___ TEXT BLOCK
The evidence supporting this charge is both overwhelming and damning. As I wrote last week, less than one percent of professing Christians aged 18-23 possess the very basics of a Christian worldview. Droves of young people are leaving the church; countless numbers of young evangelicals-ill equipped-are being morally and spiritually decimated upon entering the university. The moral conduct of young evangelicals is barely distinguishable from their unchurched counterparts. And very few can articulate any doctrines remotely related to historic orthodox Christianity.
The travesty exists in the fact that among church leadership, this isn't new news. Countless studies documenting these facts have been published and available for years. In 2004, sociologists Christian Smith and Melinda Lundquist Denton conducted the largest study ever documenting the vacuous religious beliefs of young people. So discordant were the theological beliefs of young professing Christians that the researchers coined the phrase, "moralistic therapeutic deism" to describe the practice and belief of this generation. The results were published in the popular book Soul Searching, receiving widespread acclaim. A documentary-style film version followed, which was distributed to thousands of churches.
In regards to moral conduct, Christianity Today reported in 2003, "Specific studies of sexual trends among Christian teens have been limited, but all indications are that, on average, there is little difference between their sexual behavior and that of non-Christian youths…" (Jennifer Parker, Christianity Today, "The Sex Lives of Christians," Mar/Apr 2003). In 2007, Mark Regenerus, a sociologist and Christian, published Forbidden Fruit: Sex and Religion in the Lives of American Teens. Regenerus's study confirmed earlier findings, adding that evangelical teens may actually be having premarital sex at younger ages and more frequently than their nonevangelical counterparts. Barna's research on a range of moral and ethical questions also reveals little or no difference between Christian and non-Christian youth.
______
> **PROBLEMS TO SOLVE**:
1 - Return the part of the article on young evangelicals starting at "The travesty exists" and ending at "thousands of churches.".
2 - Resume the article on young evangelicals from the point where it stops.
The entries play no role here.
___ SUPPLIED MATERIAL
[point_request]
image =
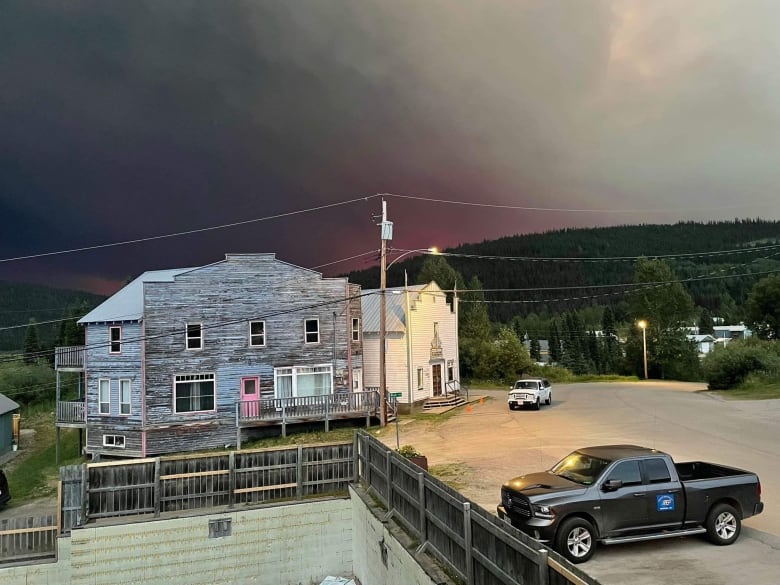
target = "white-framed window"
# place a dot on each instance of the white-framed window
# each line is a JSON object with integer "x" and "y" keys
{"x": 257, "y": 333}
{"x": 115, "y": 337}
{"x": 193, "y": 392}
{"x": 194, "y": 335}
{"x": 311, "y": 331}
{"x": 124, "y": 396}
{"x": 303, "y": 381}
{"x": 104, "y": 396}
{"x": 117, "y": 441}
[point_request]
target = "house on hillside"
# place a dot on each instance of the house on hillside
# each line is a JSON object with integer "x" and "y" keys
{"x": 197, "y": 358}
{"x": 421, "y": 342}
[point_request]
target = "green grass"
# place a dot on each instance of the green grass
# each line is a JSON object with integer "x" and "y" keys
{"x": 34, "y": 473}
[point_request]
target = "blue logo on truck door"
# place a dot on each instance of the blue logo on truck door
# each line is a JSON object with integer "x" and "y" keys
{"x": 664, "y": 502}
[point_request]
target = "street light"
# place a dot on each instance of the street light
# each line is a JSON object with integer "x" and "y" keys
{"x": 643, "y": 326}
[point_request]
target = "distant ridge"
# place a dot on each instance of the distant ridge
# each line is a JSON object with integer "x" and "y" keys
{"x": 705, "y": 240}
{"x": 19, "y": 302}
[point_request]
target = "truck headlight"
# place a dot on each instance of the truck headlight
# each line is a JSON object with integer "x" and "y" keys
{"x": 543, "y": 512}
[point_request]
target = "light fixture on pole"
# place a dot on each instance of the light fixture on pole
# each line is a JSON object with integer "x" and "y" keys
{"x": 643, "y": 326}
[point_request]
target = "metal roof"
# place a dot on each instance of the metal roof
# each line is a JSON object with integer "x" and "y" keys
{"x": 395, "y": 305}
{"x": 128, "y": 303}
{"x": 6, "y": 404}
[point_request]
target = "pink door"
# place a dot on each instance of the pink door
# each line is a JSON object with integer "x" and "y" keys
{"x": 250, "y": 397}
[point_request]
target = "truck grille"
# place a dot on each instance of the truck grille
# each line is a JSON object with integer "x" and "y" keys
{"x": 515, "y": 503}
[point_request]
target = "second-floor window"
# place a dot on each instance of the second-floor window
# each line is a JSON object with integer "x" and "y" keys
{"x": 124, "y": 396}
{"x": 312, "y": 331}
{"x": 194, "y": 336}
{"x": 115, "y": 335}
{"x": 257, "y": 333}
{"x": 104, "y": 396}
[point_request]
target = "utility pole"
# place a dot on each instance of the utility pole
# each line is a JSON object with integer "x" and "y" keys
{"x": 386, "y": 234}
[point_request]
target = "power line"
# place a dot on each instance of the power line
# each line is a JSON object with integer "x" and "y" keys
{"x": 559, "y": 209}
{"x": 187, "y": 232}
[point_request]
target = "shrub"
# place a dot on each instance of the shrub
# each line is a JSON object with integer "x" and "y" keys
{"x": 727, "y": 367}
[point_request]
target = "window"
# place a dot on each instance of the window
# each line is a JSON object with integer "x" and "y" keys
{"x": 627, "y": 472}
{"x": 312, "y": 331}
{"x": 194, "y": 336}
{"x": 117, "y": 441}
{"x": 303, "y": 381}
{"x": 104, "y": 396}
{"x": 115, "y": 335}
{"x": 193, "y": 392}
{"x": 657, "y": 471}
{"x": 124, "y": 396}
{"x": 257, "y": 333}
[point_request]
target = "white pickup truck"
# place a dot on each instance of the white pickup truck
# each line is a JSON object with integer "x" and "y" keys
{"x": 530, "y": 392}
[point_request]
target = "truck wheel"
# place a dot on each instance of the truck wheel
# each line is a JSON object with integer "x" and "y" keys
{"x": 723, "y": 525}
{"x": 576, "y": 540}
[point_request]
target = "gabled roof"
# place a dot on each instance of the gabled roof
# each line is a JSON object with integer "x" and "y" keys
{"x": 6, "y": 404}
{"x": 128, "y": 303}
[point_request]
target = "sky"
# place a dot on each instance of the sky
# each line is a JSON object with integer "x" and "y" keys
{"x": 126, "y": 120}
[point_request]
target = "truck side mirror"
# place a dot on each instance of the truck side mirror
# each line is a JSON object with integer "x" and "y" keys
{"x": 612, "y": 484}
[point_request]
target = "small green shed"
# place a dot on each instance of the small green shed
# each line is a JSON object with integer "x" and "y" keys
{"x": 7, "y": 409}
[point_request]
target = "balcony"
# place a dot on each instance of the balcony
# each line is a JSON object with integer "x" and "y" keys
{"x": 71, "y": 414}
{"x": 69, "y": 358}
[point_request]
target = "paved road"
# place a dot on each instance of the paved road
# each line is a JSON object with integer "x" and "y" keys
{"x": 493, "y": 444}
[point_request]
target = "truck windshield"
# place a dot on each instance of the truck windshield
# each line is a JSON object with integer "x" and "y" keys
{"x": 580, "y": 468}
{"x": 525, "y": 385}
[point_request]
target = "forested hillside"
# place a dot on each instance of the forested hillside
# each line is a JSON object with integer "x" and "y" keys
{"x": 21, "y": 302}
{"x": 571, "y": 269}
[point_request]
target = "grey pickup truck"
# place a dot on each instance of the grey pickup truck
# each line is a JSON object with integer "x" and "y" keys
{"x": 624, "y": 493}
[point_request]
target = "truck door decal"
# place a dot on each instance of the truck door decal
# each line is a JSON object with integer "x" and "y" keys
{"x": 664, "y": 502}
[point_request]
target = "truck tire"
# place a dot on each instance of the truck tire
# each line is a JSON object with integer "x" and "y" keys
{"x": 723, "y": 525}
{"x": 576, "y": 540}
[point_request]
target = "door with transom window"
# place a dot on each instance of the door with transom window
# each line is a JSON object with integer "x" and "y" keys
{"x": 250, "y": 397}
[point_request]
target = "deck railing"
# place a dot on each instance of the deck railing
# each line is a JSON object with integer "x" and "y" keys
{"x": 69, "y": 357}
{"x": 71, "y": 412}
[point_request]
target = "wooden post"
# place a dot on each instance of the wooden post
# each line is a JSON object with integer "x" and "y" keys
{"x": 421, "y": 507}
{"x": 544, "y": 574}
{"x": 299, "y": 472}
{"x": 157, "y": 486}
{"x": 232, "y": 479}
{"x": 467, "y": 542}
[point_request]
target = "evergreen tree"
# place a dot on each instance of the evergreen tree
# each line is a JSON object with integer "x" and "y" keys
{"x": 32, "y": 346}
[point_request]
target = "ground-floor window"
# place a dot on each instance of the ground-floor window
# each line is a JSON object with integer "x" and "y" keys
{"x": 303, "y": 381}
{"x": 193, "y": 392}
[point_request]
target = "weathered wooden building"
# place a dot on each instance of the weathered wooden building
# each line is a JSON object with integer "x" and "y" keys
{"x": 421, "y": 331}
{"x": 194, "y": 358}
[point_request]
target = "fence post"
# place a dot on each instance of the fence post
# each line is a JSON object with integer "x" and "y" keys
{"x": 84, "y": 495}
{"x": 299, "y": 472}
{"x": 389, "y": 479}
{"x": 544, "y": 574}
{"x": 421, "y": 506}
{"x": 467, "y": 542}
{"x": 232, "y": 479}
{"x": 157, "y": 488}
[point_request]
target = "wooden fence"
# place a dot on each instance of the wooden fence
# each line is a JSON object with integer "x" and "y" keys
{"x": 478, "y": 547}
{"x": 28, "y": 539}
{"x": 168, "y": 484}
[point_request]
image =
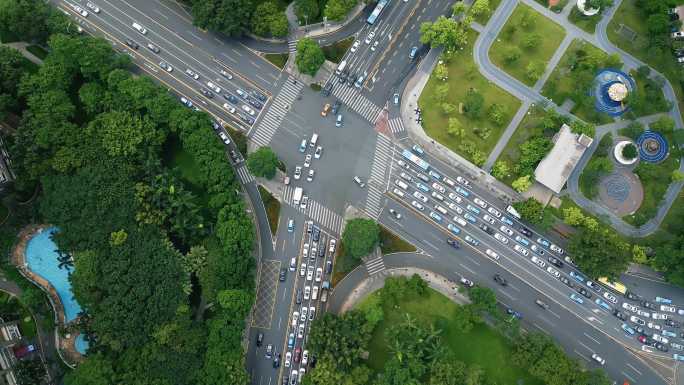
______
> **YOUR WRITTEN ANSWERS**:
1 -
The travesty exists in the fact that among church leadership, this isn't new news. Countless studies documenting these facts have been published and available for years. In 2004, sociologists Christian Smith and Melinda Lundquist Denton conducted the largest study ever documenting the vacuous religious beliefs of young people. So discordant were the theological beliefs of young professing Christians that the researchers coined the phrase, "moralistic therapeutic deism" to describe the practice and belief of this generation. The results were published in the popular book Soul Searching, receiving widespread acclaim. A documentary-style film version followed, which was distributed to thousands of churches.

2 -
Again, this isn't news to anyone involved in youth ministry, and yet there appears to be little in the way of serious self-examination resulting in new strategies designed to remedy this deplorable condition. The emphasis still favors entertainment-based strategies designed to attract youth through big-event evangelism, celebrity testimonies, concerts, and pizza parties-but teaching them nothing of substance.
I've talked with numerous youth pastors who grieve over the state of the youth in their charge but concede that they are under pressure from church leadership to "keep the numbers up." These young leaders confess that if they simply sat down to exegete and teach the scriptures, their numbers would likely drop and thus would be sure to end their career in ministry. Where are the senior pastors, youth leaders, men and women willing to say enough? Are we willing to see the crowds diminish in order to reveal those earnest followers receptive to intensive discipleship? What is worse? Leading masses to believe that because they play dodgeball in church on Sunday night they are followers of Christ-or making disciples out of small but committed groups of young people who are serious about following Christ?